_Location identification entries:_
== == ==

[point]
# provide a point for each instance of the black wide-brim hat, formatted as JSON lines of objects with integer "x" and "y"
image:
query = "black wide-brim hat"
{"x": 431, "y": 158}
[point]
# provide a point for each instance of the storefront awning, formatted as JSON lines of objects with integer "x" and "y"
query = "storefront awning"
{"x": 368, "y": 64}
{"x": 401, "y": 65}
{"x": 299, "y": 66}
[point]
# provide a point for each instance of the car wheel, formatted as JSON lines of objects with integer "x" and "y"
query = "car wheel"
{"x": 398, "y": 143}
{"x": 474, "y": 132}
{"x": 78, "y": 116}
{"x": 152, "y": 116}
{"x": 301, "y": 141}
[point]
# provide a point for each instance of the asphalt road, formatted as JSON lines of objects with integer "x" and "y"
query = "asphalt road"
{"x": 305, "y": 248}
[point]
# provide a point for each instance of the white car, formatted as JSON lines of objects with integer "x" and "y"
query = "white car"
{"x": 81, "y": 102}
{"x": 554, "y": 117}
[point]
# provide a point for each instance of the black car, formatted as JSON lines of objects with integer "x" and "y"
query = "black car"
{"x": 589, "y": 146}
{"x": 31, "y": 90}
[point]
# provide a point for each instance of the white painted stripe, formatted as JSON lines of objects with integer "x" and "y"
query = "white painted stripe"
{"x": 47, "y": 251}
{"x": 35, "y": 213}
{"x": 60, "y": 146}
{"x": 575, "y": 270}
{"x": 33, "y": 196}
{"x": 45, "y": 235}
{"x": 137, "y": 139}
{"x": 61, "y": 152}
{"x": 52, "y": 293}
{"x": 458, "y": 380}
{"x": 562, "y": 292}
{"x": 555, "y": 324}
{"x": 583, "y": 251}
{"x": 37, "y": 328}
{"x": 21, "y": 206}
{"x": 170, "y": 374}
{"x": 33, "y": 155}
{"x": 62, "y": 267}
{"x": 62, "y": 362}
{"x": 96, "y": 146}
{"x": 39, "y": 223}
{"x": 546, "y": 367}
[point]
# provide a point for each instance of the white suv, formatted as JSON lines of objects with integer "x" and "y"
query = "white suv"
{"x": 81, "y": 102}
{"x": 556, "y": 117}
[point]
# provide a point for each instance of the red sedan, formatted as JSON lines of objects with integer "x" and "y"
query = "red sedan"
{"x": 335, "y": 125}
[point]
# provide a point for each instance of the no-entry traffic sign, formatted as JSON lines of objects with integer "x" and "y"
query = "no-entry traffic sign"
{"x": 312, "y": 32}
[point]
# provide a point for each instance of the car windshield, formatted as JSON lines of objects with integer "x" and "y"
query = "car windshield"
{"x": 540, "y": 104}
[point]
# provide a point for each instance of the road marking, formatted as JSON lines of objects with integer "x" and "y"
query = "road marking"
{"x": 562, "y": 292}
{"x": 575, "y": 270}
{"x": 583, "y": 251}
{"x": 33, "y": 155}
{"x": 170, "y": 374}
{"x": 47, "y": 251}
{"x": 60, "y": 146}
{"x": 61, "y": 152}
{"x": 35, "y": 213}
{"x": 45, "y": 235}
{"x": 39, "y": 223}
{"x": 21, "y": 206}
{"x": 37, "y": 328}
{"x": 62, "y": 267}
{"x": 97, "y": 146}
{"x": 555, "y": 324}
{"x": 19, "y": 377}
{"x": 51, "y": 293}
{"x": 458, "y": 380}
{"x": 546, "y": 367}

== == ==

_Task:_
Your task is to return the full listing exactly as it was given.

_Exercise result:_
[point]
# provide a point for each instance of the black wide-brim hat, formatted as JSON lines of objects with integer "x" and "y"
image:
query = "black wide-brim hat"
{"x": 431, "y": 158}
[point]
# provide a point for each instance of the storefront awning, formatted as JSON lines of objects with integer "x" and "y"
query = "storefront awning"
{"x": 368, "y": 64}
{"x": 401, "y": 65}
{"x": 299, "y": 66}
[point]
# provide a point for each instance of the car wheel, formatted as JSON lines of objects with integer "x" and "y"
query = "car wheel"
{"x": 398, "y": 143}
{"x": 474, "y": 132}
{"x": 78, "y": 116}
{"x": 152, "y": 116}
{"x": 301, "y": 141}
[point]
# provide a point for each instance of the asphalt road, formatted as JSON lines of objects with integer "x" and "y"
query = "asphalt road"
{"x": 305, "y": 248}
[point]
# provide a point for each instance of the white car, formatted as JSON lines of objects with integer "x" and "y"
query = "white car"
{"x": 81, "y": 102}
{"x": 554, "y": 117}
[point]
# provide a point for each instance of the black car, formatted as JSON lines of objects with integer "x" and "y"
query = "black car"
{"x": 589, "y": 146}
{"x": 31, "y": 90}
[point]
# provide a point for each instance of the white painted stripe, formatted as JSON lines of objects with integer "x" and "y"
query = "white painted stripe"
{"x": 47, "y": 251}
{"x": 35, "y": 213}
{"x": 60, "y": 146}
{"x": 575, "y": 270}
{"x": 33, "y": 196}
{"x": 45, "y": 235}
{"x": 137, "y": 139}
{"x": 61, "y": 152}
{"x": 52, "y": 293}
{"x": 458, "y": 380}
{"x": 562, "y": 292}
{"x": 555, "y": 324}
{"x": 583, "y": 251}
{"x": 37, "y": 328}
{"x": 21, "y": 206}
{"x": 170, "y": 374}
{"x": 33, "y": 155}
{"x": 62, "y": 267}
{"x": 62, "y": 362}
{"x": 96, "y": 146}
{"x": 39, "y": 223}
{"x": 546, "y": 367}
[point]
# provide a point for each instance of the white suv, formatted as JSON lines of objects with integer "x" and "y"
query = "white suv"
{"x": 81, "y": 102}
{"x": 556, "y": 117}
[point]
# provide a point for each instance of the red sedan, formatted as JSON lines of objects with integer "x" and "y"
query = "red sedan"
{"x": 335, "y": 125}
[point]
# provide a point for each instance of the no-entry traffic sign, formatted as JSON lines of objects with integer "x" and "y"
query = "no-entry traffic sign"
{"x": 312, "y": 32}
[point]
# provide a point for each instance of the car windshield, formatted as JSON lines of objects with integer "x" and "y"
query = "car windshield"
{"x": 540, "y": 104}
[point]
# provide a point for each instance of the road marking, formatted as JSON lines of objects with integer "x" and "y"
query = "road marking"
{"x": 562, "y": 292}
{"x": 575, "y": 270}
{"x": 583, "y": 251}
{"x": 33, "y": 155}
{"x": 170, "y": 374}
{"x": 47, "y": 251}
{"x": 60, "y": 146}
{"x": 61, "y": 152}
{"x": 35, "y": 213}
{"x": 45, "y": 235}
{"x": 39, "y": 223}
{"x": 21, "y": 206}
{"x": 37, "y": 328}
{"x": 62, "y": 267}
{"x": 97, "y": 146}
{"x": 555, "y": 324}
{"x": 19, "y": 377}
{"x": 51, "y": 293}
{"x": 458, "y": 380}
{"x": 546, "y": 367}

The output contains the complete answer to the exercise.